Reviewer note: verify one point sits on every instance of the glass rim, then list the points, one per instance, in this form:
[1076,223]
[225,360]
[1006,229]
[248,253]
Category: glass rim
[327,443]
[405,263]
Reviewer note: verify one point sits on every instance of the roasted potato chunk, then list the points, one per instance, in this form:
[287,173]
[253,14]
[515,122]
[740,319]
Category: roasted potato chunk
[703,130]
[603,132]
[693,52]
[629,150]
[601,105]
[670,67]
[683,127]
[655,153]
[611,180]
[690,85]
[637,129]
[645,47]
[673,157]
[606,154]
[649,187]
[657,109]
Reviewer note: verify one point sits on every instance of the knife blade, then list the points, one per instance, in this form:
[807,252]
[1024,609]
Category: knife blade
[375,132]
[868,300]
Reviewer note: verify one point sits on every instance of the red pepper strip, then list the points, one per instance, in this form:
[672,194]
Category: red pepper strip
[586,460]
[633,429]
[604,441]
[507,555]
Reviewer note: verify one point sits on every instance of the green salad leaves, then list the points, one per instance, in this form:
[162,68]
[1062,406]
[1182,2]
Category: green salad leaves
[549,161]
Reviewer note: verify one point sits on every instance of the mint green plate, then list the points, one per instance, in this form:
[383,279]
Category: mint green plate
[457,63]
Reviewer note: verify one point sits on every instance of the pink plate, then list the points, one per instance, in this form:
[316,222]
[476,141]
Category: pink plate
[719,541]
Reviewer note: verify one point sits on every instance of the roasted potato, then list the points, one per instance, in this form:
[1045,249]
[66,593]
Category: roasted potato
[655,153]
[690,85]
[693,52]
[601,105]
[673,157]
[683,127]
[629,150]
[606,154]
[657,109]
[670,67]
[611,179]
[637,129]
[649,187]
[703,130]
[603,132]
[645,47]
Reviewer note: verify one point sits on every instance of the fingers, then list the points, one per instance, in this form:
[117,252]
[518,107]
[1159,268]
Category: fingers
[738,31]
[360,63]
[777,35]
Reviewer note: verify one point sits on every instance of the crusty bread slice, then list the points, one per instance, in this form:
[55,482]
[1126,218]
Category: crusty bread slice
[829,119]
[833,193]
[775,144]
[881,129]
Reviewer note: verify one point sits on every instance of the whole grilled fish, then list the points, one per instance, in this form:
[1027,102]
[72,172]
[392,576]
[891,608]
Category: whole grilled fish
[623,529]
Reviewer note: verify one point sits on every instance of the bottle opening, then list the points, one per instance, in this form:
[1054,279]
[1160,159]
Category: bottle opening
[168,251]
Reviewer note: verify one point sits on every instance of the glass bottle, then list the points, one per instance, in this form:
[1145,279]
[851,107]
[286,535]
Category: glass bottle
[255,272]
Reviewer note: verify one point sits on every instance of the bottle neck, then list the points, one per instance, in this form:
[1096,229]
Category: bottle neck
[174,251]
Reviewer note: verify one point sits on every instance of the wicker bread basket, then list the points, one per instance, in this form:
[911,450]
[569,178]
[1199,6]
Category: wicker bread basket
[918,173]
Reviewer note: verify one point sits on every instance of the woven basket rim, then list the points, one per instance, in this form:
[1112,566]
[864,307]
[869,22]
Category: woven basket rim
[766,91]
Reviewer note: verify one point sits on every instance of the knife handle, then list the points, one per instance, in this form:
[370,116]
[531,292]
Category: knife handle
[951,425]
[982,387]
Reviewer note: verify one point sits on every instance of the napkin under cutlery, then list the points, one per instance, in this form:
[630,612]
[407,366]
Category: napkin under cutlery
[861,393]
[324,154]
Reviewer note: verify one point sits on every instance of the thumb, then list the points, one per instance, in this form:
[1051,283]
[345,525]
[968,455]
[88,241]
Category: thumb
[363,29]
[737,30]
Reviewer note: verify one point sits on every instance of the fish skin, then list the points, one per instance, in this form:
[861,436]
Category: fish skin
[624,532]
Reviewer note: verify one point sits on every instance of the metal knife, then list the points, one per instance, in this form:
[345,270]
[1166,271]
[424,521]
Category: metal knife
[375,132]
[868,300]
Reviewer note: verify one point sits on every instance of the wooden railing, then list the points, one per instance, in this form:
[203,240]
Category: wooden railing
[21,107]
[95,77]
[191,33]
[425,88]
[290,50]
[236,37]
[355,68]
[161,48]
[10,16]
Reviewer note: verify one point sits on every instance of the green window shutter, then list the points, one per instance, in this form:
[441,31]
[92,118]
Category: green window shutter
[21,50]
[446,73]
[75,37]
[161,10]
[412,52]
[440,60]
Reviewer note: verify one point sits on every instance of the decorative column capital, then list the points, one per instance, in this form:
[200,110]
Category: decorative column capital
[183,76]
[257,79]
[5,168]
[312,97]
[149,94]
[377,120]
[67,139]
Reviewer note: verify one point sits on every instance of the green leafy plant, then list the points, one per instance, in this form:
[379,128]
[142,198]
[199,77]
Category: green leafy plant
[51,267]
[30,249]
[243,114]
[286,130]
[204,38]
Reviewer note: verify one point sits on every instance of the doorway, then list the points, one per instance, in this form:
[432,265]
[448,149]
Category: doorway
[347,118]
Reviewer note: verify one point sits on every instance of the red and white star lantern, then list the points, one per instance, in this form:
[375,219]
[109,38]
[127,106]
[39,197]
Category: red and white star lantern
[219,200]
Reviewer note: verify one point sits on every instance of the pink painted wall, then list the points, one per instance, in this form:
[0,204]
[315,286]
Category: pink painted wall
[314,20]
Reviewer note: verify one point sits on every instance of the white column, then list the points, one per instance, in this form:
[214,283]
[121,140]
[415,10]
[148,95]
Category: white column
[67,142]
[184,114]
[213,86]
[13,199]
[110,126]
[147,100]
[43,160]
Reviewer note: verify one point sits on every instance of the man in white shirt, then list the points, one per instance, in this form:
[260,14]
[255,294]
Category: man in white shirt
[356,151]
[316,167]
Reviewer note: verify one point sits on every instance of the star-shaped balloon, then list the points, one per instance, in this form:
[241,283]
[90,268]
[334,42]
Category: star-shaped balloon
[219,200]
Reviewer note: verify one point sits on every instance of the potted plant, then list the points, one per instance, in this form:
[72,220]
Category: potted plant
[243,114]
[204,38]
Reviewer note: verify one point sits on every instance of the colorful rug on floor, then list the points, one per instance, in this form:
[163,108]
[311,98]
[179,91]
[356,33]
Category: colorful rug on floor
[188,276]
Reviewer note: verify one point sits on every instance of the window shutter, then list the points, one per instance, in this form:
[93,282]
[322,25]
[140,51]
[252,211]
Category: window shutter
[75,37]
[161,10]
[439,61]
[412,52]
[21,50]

Instructions for the task. Every entry is to be restated exactly, with no line dropped.

Expected output.
Reviewer note: verify one point sits on every instance of the glass rim, then list the points, one per instance, in this form:
[1076,223]
[225,360]
[1006,229]
[248,253]
Category: glass rim
[327,443]
[405,263]
Reviewer note: verify one point sits on every instance of the roasted potato chunk, then list the points, one per instance, in this form:
[287,173]
[253,14]
[515,122]
[740,319]
Category: roasted potato chunk
[703,130]
[603,132]
[693,52]
[629,150]
[601,105]
[670,67]
[683,127]
[655,153]
[611,180]
[690,85]
[637,129]
[645,47]
[673,157]
[606,154]
[649,187]
[657,109]
Reviewer note: verify one point sits on every instance of the knife blade, then list the points, one per instance, in this form:
[807,252]
[1024,609]
Category: knife blade
[375,132]
[868,300]
Reviewer note: verify one point sits on every instance of the red pepper strip, then list the points, one per instance, in this form:
[672,194]
Category: red pepper strip
[586,460]
[633,429]
[604,441]
[507,555]
Reviewer note: verify one point sits on every instance of the green salad leaves, then list the points, one per instance, in this form:
[162,68]
[1062,406]
[1182,2]
Category: green salad leaves
[549,161]
Reviewer note: verify one point sits on every instance of the mint green plate, then list the points, one per instance, in this form:
[383,279]
Category: mint green plate
[457,63]
Reviewer note: verify one point sits on every instance of the pink plate, then list the points, one per instance, in this form:
[316,222]
[476,141]
Category: pink plate
[719,541]
Reviewer note: verify one point sits on every instance of the roasted potato, then list the points, one per instance, in this form:
[1045,249]
[66,593]
Category: roasted potato
[655,153]
[690,85]
[693,52]
[601,105]
[673,157]
[683,127]
[629,150]
[606,154]
[657,109]
[670,67]
[611,179]
[637,129]
[649,187]
[703,130]
[603,132]
[645,47]
Reviewer note: verify one point sits on every instance of the fingers, then list the points, one per instance, in this form:
[117,252]
[518,107]
[1159,268]
Category: fingers
[738,31]
[360,63]
[777,35]
Reviewer note: verify one point sits on every instance of the crusty bread slice, then list the points, one per instance, in this form:
[55,482]
[1126,218]
Category: crusty bread slice
[829,119]
[833,193]
[775,144]
[881,129]
Reviewer note: verify one point sits on every instance of the whole grilled fish, then list the points, one per instance, in this form:
[1027,102]
[72,172]
[392,576]
[891,608]
Category: whole grilled fish
[623,529]
Reviewer note: verify one point sits on every instance of the bottle opening, then list the points, one per instance, in this form:
[1054,279]
[1160,159]
Category: bottle opening
[168,251]
Reviewer note: verify one point sits on every instance of the glass bottle, then list the points, one per instance, in this form:
[1145,279]
[851,107]
[286,535]
Category: glass bottle
[255,272]
Reviewer note: verify one point sits on every instance of the bottle neck, then list the points, one per instance, in this form:
[1096,229]
Category: bottle neck
[174,251]
Reviewer note: verify one point sits on every instance of the wicker bread basket, then list the points, one per instance, in this form:
[911,450]
[569,178]
[1199,6]
Category: wicker bread basket
[918,173]
Reviewer note: verify one point sits on every instance of the woven basket rim, then list the points, one per instance, in this form:
[1112,566]
[864,307]
[869,22]
Category: woven basket rim
[766,91]
Reviewer note: verify one point sits on every instance of the knife handle, then list the points, one per instance, in this form:
[370,116]
[531,292]
Category: knife handle
[951,425]
[982,387]
Reviewer note: verify one point sits on every instance of the napkin under cutlery, then list the points, one per instance, in this form:
[630,612]
[407,366]
Category: napkin under cutlery
[861,393]
[324,154]
Reviewer note: verify one point sits on every instance of the thumb, then list the points, one per instance, in this form:
[1051,283]
[345,525]
[968,455]
[88,241]
Category: thumb
[363,29]
[737,30]
Reviewer note: verify one point sits on every instance of the fish skin, then list the points, one per instance, in this form:
[861,436]
Category: fish skin
[624,532]
Reviewer note: verify one point sits on every instance of the metal knife, then list the points, one per instance, in this form:
[345,270]
[1166,271]
[424,521]
Category: metal knife
[375,132]
[868,300]
Reviewer note: verify one point sits on every instance of the wooden railing, then list the points, one per instance, in this form:
[203,240]
Category: wooden railing
[21,107]
[95,77]
[191,33]
[425,88]
[290,50]
[236,37]
[355,68]
[161,48]
[10,16]
Reviewer note: verify one point sits on every instance of the green window shutter, then list the points, one per instance, in this form:
[441,31]
[92,118]
Category: green window shutter
[21,50]
[446,73]
[75,37]
[161,10]
[412,52]
[440,60]
Reviewer note: verify one point sits on every instance of the decorative column capital, then list the points, one per instance, in this form:
[200,110]
Category: decorative column capital
[183,76]
[257,79]
[5,168]
[312,97]
[149,94]
[377,120]
[67,139]
Reviewer note: verify one point sits on every instance of the green leafy plant, then list the points, one per instance, in this form:
[379,128]
[142,198]
[199,77]
Category: green leafy plant
[51,267]
[30,249]
[243,114]
[286,130]
[204,38]
Reviewer note: verify one point sits on every instance of the doorway, then list the points, one per instance, in this form:
[432,265]
[448,149]
Category: doorway
[347,118]
Reviewer note: verify one point sits on every instance of the red and white star lantern, then list the points, one per instance, in this form:
[375,219]
[109,38]
[127,106]
[39,197]
Category: red and white star lantern
[219,200]
Reviewer note: verify one point sits on every instance of the pink painted wall, then list the points, one per instance, in this form:
[0,204]
[315,286]
Category: pink painted wall
[314,20]
Reviewer note: verify one point sits on every instance of the white column, then list the points, one per instance, in this form:
[214,283]
[121,140]
[415,10]
[148,95]
Category: white column
[67,142]
[184,114]
[213,86]
[13,199]
[110,126]
[147,100]
[43,160]
Reviewer note: verify one point sits on every instance of the man in white shirt, then list the points, one per instance, in this form:
[260,14]
[255,294]
Category: man in white shirt
[356,151]
[316,167]
Reviewer note: verify one point sits on every instance of the star-shaped balloon, then list the points, one per instance, in this form:
[241,283]
[90,268]
[334,42]
Category: star-shaped balloon
[219,200]
Reviewer note: verify one point sits on every instance of the potted plant, then list the points, one per instance, in this form:
[72,220]
Category: potted plant
[243,114]
[204,38]
Reviewer note: verify one point sits on every instance of the colorful rug on floor, then list the points, one per instance, in this form:
[163,108]
[311,98]
[179,91]
[356,33]
Category: colorful rug on floor
[188,276]
Reviewer note: verify one point sits on every instance of the window shutter, then list the points, one per instance, in this form:
[93,282]
[322,25]
[140,51]
[252,211]
Category: window shutter
[75,37]
[161,10]
[439,61]
[412,52]
[21,50]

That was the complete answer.